-- Start of EXTRACT --

Neil Spencer 

Elvis Has Left the Building review – Dylan Jones in rattlingly readable form

Despite the millions of words devoted to Elvis Presley since his death, this account from the class of UK punk in 1977 offers new insights, writes Neil Spencer
  
  

‘A mixture of the tawdry and magnificent’: Presley on stage in 1975.
‘A mixture of the tawdry and magnificent’: Presley on stage in 1975. Photograph: John Rodgers/Redferns Photograph: John Rodgers/Redferns

Is there anything left to say about Elvis Presley? We already have numerous biographies, among them Peter Guralnick's magisterial two-part account, along with the memoirs of friends, musicians, lovers, relatives, his ex-wife and members of the Memphis Mafia, the courtiers who surrounded the King during his 22-year reign from 1955 to 1977. There are tomes devoted to individual concerts and records, to Presley's damp-squib encounter with the Beatles, to his wardrobe and to his funeral. Among the 14m entries produced by a Google search are sites dedicated to Elvis's gun collection, his cars and his pets. What's left?

-- End of EXTRACT --

■ INSTRUCTION 1
In the Elvis review, whose two-part account of Presley is called magisterial?
■ INSTRUCTION 2
Continue the Elvis review from its final sentence.

-- Start of EXTRACTED MATERIAL --

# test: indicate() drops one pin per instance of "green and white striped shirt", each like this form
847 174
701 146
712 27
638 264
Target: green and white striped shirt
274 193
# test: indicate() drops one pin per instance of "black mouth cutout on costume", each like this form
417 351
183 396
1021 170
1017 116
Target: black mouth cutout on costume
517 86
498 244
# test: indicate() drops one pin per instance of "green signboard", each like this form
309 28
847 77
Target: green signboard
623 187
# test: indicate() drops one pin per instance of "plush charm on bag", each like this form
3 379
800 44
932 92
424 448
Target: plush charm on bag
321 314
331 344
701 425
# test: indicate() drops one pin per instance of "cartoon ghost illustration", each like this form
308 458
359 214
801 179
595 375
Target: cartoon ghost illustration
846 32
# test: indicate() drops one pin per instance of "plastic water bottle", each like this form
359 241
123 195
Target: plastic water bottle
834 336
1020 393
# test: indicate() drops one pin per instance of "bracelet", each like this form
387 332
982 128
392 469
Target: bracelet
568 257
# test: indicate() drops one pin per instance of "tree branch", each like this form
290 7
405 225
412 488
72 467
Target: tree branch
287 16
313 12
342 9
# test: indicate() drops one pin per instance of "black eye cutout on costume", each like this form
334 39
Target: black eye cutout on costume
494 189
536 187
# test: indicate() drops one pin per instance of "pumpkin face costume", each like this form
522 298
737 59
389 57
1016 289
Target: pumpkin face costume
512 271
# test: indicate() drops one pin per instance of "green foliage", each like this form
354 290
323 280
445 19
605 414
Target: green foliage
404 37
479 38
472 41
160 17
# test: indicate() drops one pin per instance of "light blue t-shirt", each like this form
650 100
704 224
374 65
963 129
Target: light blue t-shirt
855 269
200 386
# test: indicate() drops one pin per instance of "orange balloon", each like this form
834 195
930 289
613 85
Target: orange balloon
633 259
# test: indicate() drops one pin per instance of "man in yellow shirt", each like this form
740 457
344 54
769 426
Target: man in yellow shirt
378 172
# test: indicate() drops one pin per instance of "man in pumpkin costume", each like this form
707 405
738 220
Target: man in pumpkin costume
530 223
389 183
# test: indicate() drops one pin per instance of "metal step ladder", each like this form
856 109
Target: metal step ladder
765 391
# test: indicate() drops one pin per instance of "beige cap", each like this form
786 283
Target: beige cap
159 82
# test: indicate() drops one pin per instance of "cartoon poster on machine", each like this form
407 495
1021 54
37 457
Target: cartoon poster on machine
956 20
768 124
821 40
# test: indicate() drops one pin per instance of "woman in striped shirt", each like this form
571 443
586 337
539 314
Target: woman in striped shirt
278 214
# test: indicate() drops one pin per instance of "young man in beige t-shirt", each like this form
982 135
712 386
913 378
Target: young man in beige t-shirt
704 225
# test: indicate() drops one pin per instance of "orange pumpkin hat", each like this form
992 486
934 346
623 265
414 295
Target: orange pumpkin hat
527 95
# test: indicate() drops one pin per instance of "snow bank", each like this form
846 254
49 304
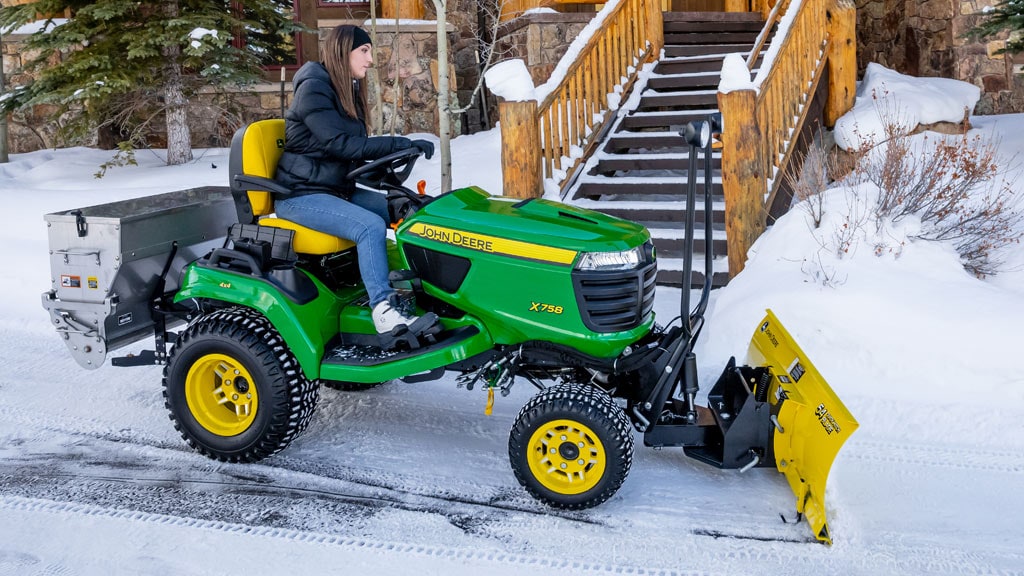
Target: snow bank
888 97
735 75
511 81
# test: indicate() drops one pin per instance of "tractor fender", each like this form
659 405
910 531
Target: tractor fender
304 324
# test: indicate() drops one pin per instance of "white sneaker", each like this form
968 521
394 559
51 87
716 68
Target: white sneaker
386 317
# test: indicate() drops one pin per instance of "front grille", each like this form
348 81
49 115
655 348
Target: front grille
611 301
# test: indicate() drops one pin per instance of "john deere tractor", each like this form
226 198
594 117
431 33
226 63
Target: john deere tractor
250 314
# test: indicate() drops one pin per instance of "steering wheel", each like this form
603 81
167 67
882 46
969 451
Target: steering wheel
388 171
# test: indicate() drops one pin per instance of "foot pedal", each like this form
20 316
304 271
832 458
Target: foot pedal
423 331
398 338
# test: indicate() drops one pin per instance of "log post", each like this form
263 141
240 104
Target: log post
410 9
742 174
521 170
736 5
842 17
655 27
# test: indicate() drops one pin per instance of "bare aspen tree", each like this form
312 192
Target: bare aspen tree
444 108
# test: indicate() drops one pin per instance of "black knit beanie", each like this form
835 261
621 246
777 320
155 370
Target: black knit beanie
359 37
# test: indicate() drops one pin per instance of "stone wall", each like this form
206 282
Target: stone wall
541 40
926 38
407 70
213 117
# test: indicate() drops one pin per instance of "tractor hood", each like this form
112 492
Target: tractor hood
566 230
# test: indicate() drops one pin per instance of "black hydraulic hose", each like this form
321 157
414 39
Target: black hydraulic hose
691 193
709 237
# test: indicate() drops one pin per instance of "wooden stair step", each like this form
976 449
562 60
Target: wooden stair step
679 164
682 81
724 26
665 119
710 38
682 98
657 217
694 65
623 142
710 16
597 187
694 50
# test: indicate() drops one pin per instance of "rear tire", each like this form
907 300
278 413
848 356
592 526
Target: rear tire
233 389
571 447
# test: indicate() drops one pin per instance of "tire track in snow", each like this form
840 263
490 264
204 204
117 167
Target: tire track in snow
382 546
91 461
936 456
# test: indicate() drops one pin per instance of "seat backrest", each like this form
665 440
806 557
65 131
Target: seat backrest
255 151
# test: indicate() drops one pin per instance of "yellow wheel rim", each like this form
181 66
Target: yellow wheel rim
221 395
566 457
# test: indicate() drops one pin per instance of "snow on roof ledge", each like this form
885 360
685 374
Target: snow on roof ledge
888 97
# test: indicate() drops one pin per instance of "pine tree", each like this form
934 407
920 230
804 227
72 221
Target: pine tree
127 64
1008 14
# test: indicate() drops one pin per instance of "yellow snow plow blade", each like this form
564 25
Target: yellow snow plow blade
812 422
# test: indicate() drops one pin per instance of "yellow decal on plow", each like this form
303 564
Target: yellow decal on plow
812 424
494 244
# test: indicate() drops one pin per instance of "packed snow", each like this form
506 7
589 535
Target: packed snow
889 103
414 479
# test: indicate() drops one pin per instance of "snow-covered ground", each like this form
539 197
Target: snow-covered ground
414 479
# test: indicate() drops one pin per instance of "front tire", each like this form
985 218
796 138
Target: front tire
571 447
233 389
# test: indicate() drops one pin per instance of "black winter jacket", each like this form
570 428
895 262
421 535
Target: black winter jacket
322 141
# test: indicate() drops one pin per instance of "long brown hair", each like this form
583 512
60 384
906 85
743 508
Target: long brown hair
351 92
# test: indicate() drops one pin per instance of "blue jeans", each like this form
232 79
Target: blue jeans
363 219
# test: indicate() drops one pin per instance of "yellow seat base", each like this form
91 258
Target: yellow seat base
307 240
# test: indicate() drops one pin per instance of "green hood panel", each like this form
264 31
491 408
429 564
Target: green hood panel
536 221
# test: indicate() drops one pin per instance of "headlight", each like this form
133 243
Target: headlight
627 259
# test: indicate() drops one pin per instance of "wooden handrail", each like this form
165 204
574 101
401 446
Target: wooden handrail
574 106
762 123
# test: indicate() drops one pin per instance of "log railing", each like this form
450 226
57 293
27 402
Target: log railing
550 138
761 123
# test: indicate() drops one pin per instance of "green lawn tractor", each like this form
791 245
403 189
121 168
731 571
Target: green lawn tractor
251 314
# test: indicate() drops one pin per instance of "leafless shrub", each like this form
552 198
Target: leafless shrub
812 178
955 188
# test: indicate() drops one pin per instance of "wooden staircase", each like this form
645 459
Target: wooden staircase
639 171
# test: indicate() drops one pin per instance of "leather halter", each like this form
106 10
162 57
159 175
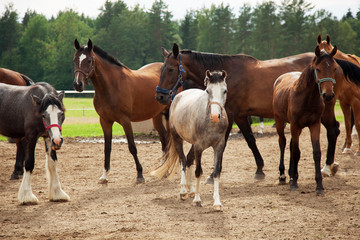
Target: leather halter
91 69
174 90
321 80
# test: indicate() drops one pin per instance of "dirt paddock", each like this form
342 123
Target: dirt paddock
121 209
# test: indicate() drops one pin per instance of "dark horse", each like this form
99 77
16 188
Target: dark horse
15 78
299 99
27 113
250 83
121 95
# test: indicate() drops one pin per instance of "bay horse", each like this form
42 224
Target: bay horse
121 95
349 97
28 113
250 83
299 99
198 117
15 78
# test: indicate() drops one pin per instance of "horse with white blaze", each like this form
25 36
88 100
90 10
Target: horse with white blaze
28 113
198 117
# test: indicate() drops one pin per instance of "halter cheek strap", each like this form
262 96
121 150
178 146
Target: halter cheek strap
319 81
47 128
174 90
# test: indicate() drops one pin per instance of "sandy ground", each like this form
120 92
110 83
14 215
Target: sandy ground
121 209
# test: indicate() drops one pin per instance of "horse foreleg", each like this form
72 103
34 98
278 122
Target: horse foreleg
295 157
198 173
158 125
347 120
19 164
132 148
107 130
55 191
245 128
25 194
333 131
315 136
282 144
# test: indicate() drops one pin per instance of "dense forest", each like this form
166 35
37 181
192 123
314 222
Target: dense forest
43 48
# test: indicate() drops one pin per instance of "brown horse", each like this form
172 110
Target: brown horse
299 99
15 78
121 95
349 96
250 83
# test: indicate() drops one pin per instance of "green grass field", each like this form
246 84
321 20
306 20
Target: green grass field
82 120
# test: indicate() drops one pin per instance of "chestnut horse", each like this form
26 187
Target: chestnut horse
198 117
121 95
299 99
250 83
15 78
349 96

-- End of EXTRACTED MATERIAL --

■ REPLY 1
Peter Guralnick's.

■ REPLY 2
Well, there's the reaction of the teenage Dylan Jones to the news of Presley's death in August 1977. Jones was on one of his forays into the punk netherworld of the Nag's Head, High Wycombe: "To me he was a fancy dress staple, a soporific crooner, the music of TV toilet cleaner commercials… How little I knew."

Much of what is original in Jones's playful romp through the mythic, bizarre and occasionally magical realm of Presleyana is drawn from personal experience. That Presley died amid the UK's punk insurrection – Joe Strummer had famously just declared: "No Elvis, Beatles or Rolling Stones in 1977" – lent his death a frisson. Was he the epitome of the bloated, remote state of pop, or was he a rebel, pre-hippy antecedent? Jones deftly dissects the complex relationship between punk and early rock'n'roll, its mix of derision and admiration, along with the accompanying "punks v teds" wars.

In contrast to such parochial affairs comes an account of America's reaction and Presley's funeral. Lying in state had started to melt the copious undertaker's wax – the origin of the story that they had interred a waxwork rather than a body. Presley's father and manager, the highly culpable "Colonel" Tom Parker, haggled about selling franchises to the T-shirt vendors now encamped opposite Graceland. The mixture of the tawdry and the magnificent is one reason Presley's story remains so compelling, while his giddy ascent from poverty to stardom and subsequent fall fulfilled the American dream's cycle of success, disillusion and death.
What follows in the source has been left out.